Task instructions
Using the listing below, keep only the lines with the word "shingle" and copy them.

Records shown
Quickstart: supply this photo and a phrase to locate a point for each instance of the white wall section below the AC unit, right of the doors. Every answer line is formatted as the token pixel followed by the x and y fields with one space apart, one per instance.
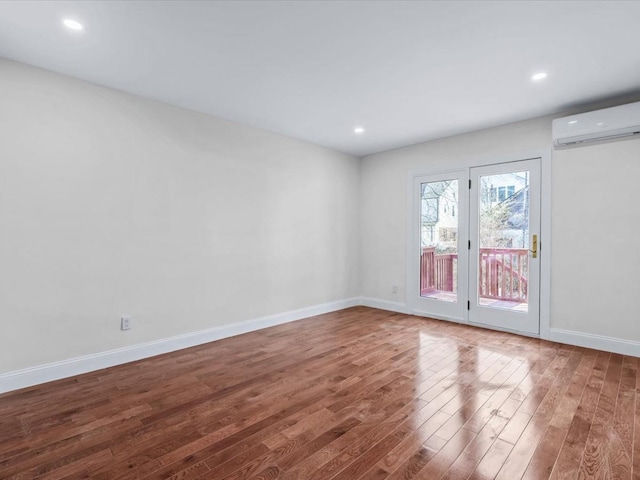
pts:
pixel 596 229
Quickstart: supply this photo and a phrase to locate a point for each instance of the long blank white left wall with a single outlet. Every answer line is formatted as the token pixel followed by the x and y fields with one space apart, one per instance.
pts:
pixel 113 204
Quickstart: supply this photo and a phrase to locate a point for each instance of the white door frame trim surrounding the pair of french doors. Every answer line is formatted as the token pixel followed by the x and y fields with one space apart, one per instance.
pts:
pixel 544 245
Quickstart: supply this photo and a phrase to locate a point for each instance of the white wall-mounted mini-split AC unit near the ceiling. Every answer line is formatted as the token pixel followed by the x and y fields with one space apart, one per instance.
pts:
pixel 599 125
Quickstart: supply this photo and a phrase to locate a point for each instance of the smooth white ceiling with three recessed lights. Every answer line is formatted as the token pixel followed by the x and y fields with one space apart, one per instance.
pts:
pixel 407 71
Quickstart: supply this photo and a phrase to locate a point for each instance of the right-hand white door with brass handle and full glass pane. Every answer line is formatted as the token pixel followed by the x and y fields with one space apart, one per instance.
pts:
pixel 504 273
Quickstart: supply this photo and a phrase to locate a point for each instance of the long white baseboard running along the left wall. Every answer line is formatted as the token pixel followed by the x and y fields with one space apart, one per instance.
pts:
pixel 79 365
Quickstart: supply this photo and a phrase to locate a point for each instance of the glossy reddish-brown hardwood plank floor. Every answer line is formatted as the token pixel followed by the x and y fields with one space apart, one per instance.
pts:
pixel 359 393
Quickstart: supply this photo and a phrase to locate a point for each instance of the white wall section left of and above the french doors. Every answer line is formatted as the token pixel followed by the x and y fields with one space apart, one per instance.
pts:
pixel 383 194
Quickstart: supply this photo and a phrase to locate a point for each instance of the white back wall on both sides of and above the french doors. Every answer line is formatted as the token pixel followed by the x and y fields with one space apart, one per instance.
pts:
pixel 595 222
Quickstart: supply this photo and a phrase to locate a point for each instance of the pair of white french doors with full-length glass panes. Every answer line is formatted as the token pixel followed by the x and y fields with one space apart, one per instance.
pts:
pixel 474 255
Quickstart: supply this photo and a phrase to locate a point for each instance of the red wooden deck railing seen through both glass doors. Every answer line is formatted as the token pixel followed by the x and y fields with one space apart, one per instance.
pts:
pixel 502 274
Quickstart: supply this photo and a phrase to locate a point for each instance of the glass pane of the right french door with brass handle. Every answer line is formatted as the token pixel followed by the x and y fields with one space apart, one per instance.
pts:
pixel 503 255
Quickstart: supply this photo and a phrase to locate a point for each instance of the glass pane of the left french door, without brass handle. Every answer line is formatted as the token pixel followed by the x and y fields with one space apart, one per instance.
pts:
pixel 439 215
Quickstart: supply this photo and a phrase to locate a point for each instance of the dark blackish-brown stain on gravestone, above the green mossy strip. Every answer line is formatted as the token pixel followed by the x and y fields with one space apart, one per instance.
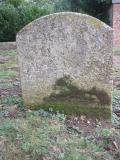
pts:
pixel 67 91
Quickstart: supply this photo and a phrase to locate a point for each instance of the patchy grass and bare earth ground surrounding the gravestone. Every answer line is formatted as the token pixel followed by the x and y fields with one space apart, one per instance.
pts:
pixel 41 135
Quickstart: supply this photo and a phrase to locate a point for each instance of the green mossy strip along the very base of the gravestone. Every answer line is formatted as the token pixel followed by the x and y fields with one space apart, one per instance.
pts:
pixel 74 107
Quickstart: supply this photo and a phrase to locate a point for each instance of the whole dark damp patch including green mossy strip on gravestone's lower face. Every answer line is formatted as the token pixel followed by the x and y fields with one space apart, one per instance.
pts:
pixel 69 98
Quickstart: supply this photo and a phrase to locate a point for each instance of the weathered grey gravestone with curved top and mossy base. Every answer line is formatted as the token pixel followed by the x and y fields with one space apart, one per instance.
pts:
pixel 65 64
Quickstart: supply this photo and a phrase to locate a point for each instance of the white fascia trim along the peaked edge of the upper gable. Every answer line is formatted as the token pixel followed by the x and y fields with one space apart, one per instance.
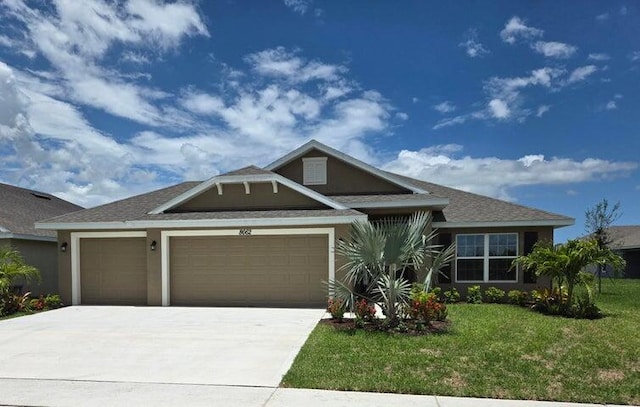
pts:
pixel 316 145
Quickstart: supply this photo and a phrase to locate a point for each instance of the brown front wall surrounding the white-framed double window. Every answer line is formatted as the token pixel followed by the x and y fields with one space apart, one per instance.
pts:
pixel 544 234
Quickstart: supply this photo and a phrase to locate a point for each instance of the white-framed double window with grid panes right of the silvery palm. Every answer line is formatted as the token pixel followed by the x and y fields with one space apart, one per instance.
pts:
pixel 486 257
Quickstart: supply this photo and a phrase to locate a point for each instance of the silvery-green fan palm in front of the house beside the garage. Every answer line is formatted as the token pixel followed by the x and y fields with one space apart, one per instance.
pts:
pixel 377 256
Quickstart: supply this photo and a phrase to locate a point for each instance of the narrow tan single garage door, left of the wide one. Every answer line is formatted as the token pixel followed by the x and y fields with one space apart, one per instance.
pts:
pixel 113 271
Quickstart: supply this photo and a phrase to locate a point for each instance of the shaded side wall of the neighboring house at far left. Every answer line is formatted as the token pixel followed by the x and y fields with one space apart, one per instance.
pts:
pixel 42 255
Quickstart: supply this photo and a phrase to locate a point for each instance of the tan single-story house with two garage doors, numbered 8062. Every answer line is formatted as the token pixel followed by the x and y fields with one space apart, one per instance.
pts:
pixel 266 236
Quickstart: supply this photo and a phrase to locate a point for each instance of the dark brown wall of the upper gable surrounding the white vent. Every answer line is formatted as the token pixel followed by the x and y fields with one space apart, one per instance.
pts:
pixel 342 178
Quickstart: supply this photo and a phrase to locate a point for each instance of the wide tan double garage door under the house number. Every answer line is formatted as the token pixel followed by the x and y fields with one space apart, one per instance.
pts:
pixel 249 270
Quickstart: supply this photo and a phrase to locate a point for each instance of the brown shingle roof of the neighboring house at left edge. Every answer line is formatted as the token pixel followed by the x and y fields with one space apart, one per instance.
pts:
pixel 21 208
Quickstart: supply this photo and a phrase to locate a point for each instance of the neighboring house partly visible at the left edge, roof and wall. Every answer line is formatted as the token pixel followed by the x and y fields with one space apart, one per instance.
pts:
pixel 19 210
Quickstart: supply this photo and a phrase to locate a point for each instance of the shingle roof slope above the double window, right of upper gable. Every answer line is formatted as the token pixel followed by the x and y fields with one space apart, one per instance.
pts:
pixel 469 207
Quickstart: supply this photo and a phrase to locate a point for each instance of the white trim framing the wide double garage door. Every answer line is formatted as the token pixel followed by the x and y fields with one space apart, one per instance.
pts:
pixel 165 250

Answer section
Quickstart: supply this photo and a phrase to locate a point for each instance of the brown shingle roof of the neighboring house at left edge. Every answer line is formatted as the token pixel followed by the x and y fields with one space apart, one per instance.
Quickstart: supply this photo and a phrase to locate a point for each instance of the shingle roof slope above the double window, right of upper gable. Every answer line is formatted as the token pixel followed by the x and y fields with one space apart, one per instance.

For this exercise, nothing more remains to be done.